→ Records for this exercise
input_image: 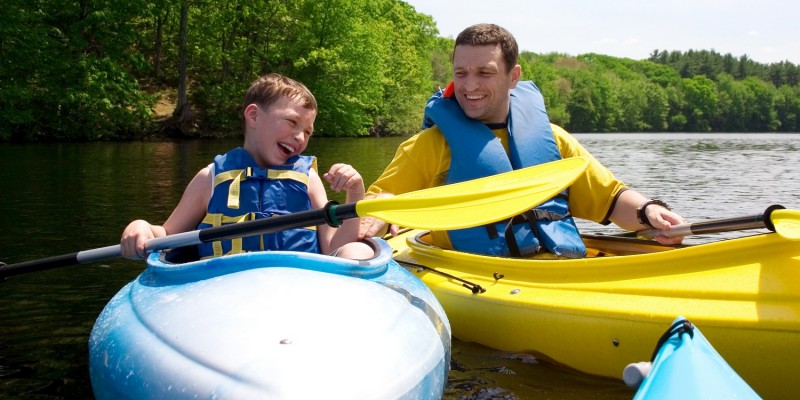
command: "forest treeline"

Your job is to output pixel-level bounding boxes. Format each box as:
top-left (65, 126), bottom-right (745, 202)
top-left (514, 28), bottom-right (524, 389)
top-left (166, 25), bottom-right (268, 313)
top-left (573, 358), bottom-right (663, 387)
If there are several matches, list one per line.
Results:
top-left (0, 0), bottom-right (800, 141)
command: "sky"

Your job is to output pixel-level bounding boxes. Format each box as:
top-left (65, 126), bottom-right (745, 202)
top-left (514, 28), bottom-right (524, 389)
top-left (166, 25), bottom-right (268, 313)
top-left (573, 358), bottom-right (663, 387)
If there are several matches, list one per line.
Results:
top-left (405, 0), bottom-right (800, 65)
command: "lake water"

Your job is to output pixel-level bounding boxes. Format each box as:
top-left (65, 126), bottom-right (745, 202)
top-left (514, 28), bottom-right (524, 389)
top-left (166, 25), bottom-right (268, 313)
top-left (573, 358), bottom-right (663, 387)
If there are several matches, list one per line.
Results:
top-left (0, 134), bottom-right (800, 399)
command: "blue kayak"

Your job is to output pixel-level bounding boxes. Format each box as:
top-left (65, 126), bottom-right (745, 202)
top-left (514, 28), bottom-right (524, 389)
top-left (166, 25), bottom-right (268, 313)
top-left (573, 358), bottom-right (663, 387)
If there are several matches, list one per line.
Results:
top-left (623, 317), bottom-right (761, 400)
top-left (89, 239), bottom-right (451, 399)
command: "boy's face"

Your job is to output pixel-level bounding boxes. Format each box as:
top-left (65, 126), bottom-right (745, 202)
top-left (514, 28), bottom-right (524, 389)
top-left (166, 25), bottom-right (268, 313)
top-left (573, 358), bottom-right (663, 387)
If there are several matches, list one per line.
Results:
top-left (244, 97), bottom-right (317, 168)
top-left (453, 45), bottom-right (521, 124)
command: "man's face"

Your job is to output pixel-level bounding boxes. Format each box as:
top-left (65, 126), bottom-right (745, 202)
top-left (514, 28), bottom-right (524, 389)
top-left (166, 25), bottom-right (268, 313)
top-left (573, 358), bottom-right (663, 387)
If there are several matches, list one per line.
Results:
top-left (453, 45), bottom-right (521, 124)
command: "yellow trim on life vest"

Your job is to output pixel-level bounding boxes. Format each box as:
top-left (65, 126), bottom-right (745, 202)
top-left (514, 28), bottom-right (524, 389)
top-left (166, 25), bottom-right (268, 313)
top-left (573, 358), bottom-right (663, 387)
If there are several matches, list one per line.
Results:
top-left (267, 169), bottom-right (308, 186)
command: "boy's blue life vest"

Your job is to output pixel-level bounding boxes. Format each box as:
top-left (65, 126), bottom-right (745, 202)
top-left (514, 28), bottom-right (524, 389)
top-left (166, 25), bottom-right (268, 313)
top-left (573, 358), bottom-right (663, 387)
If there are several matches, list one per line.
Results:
top-left (198, 147), bottom-right (319, 257)
top-left (423, 81), bottom-right (586, 258)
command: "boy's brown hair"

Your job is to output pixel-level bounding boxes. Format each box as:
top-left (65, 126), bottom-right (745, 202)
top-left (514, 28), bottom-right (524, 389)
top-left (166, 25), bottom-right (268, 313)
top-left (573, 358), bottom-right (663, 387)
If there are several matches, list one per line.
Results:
top-left (242, 73), bottom-right (317, 110)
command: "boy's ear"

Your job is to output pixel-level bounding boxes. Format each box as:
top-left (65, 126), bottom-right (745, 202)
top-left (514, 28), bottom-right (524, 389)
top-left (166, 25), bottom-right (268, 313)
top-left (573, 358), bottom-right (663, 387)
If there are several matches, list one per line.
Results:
top-left (243, 103), bottom-right (258, 126)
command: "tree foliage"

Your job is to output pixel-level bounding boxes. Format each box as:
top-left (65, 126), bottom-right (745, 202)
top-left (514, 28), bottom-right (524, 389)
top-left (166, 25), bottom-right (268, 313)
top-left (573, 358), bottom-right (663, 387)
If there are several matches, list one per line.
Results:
top-left (0, 0), bottom-right (800, 141)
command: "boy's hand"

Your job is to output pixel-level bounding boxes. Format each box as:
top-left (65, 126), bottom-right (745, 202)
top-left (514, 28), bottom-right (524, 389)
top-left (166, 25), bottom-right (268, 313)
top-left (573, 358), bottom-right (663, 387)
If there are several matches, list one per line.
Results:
top-left (120, 219), bottom-right (155, 260)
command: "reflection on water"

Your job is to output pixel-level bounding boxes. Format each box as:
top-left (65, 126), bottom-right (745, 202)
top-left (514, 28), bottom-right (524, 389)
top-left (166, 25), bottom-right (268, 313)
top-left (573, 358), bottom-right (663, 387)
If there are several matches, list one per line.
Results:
top-left (0, 134), bottom-right (800, 399)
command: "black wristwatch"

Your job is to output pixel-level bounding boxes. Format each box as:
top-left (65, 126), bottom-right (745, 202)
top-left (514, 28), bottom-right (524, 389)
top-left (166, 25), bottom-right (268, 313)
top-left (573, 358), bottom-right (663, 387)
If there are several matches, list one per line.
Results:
top-left (636, 199), bottom-right (671, 228)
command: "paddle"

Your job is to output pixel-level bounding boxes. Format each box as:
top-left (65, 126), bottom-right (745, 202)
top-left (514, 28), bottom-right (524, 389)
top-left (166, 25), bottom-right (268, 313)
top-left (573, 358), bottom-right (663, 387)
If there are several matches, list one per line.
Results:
top-left (0, 158), bottom-right (588, 279)
top-left (622, 204), bottom-right (800, 240)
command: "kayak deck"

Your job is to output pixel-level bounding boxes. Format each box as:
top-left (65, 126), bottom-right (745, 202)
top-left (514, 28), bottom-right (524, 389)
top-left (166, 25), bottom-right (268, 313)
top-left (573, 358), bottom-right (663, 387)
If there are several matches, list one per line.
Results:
top-left (390, 231), bottom-right (800, 398)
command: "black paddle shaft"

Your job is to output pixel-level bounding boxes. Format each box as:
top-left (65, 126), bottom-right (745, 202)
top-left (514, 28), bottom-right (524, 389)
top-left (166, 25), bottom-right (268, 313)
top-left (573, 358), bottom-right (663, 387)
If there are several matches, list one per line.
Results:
top-left (0, 201), bottom-right (358, 281)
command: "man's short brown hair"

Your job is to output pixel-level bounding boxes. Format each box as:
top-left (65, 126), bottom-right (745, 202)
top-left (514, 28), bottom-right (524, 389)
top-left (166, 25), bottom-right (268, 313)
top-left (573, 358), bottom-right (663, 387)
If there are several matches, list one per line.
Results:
top-left (453, 24), bottom-right (519, 72)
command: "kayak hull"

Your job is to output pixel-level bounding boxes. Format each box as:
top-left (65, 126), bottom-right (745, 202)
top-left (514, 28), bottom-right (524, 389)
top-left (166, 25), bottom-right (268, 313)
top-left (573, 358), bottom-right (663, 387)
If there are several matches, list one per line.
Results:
top-left (626, 317), bottom-right (761, 400)
top-left (89, 241), bottom-right (450, 399)
top-left (389, 231), bottom-right (800, 398)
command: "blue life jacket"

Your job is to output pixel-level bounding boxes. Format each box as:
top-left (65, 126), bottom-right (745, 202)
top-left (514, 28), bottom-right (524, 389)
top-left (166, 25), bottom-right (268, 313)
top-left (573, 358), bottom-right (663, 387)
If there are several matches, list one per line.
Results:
top-left (198, 147), bottom-right (319, 257)
top-left (423, 81), bottom-right (586, 258)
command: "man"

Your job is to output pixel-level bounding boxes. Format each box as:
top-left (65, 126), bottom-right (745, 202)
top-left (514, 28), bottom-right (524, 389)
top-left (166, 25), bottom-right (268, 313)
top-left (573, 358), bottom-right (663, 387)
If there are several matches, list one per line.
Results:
top-left (360, 24), bottom-right (684, 258)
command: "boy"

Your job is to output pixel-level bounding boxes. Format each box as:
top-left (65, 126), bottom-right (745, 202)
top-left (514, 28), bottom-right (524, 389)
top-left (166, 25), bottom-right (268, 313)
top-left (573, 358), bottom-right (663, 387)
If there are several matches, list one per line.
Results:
top-left (120, 74), bottom-right (373, 259)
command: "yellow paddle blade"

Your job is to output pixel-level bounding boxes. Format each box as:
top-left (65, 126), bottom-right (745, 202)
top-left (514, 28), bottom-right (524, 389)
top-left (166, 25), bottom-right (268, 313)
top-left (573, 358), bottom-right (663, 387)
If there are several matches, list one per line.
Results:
top-left (769, 210), bottom-right (800, 240)
top-left (356, 157), bottom-right (589, 230)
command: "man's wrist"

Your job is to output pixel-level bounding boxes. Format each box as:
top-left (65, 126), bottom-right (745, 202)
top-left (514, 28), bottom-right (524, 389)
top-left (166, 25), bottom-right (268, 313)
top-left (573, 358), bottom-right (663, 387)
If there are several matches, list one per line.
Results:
top-left (636, 199), bottom-right (671, 228)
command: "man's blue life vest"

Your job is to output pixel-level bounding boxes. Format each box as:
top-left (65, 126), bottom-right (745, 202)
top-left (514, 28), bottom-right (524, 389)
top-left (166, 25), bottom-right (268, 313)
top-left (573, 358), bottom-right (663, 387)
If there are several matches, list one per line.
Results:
top-left (198, 147), bottom-right (319, 257)
top-left (423, 81), bottom-right (586, 258)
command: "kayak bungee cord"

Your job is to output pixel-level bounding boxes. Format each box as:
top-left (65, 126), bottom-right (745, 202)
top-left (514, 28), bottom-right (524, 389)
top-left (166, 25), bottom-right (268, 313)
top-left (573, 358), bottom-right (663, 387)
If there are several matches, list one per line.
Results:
top-left (395, 259), bottom-right (486, 294)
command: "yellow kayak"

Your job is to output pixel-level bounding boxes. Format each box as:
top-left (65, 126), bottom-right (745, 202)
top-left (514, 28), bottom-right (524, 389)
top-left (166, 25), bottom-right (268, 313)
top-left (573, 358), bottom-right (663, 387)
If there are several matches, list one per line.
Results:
top-left (389, 223), bottom-right (800, 399)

→ What you have to do
Convert the lines of the items into a numbered list, starting at the very first line and ending at the line that contains "top-left (89, 239), bottom-right (451, 399)", with both of those lines included. Omit blank lines, and leave the pictures out of the answer.

→ Result of this task
1. input_image: 
2. command: "forest treeline"
3. Your job is to output pixel-level bounding boxes. Format each box as:
4. top-left (65, 126), bottom-right (745, 202)
5. top-left (514, 28), bottom-right (524, 389)
6. top-left (166, 25), bottom-right (268, 313)
7. top-left (573, 358), bottom-right (663, 387)
8. If there are several matches, list one per line.
9. Results:
10. top-left (0, 0), bottom-right (800, 141)
11. command: "sky"
12. Your job is to output pixel-level bounding boxes. Format each box as:
13. top-left (65, 126), bottom-right (745, 202)
14. top-left (514, 28), bottom-right (524, 389)
15. top-left (166, 25), bottom-right (268, 313)
16. top-left (573, 358), bottom-right (663, 387)
17. If there are several matches, list one per line.
18. Results:
19. top-left (405, 0), bottom-right (800, 65)
20. command: "lake water"
21. Your job is to output pixel-level bounding boxes. Format each box as:
22. top-left (65, 126), bottom-right (745, 202)
23. top-left (514, 28), bottom-right (524, 389)
24. top-left (166, 25), bottom-right (268, 313)
25. top-left (573, 358), bottom-right (663, 387)
26. If there are several matches, list one per line.
27. Results:
28. top-left (0, 134), bottom-right (800, 399)
29. command: "blue kayak"
30. Your job is to output pixel-level bounding boxes. Format each box as:
31. top-left (65, 126), bottom-right (745, 202)
32. top-left (514, 28), bottom-right (524, 389)
33. top-left (166, 25), bottom-right (268, 313)
34. top-left (573, 358), bottom-right (663, 387)
35. If there are several matches, list one per line.
36. Results:
37. top-left (623, 317), bottom-right (761, 400)
38. top-left (89, 239), bottom-right (451, 399)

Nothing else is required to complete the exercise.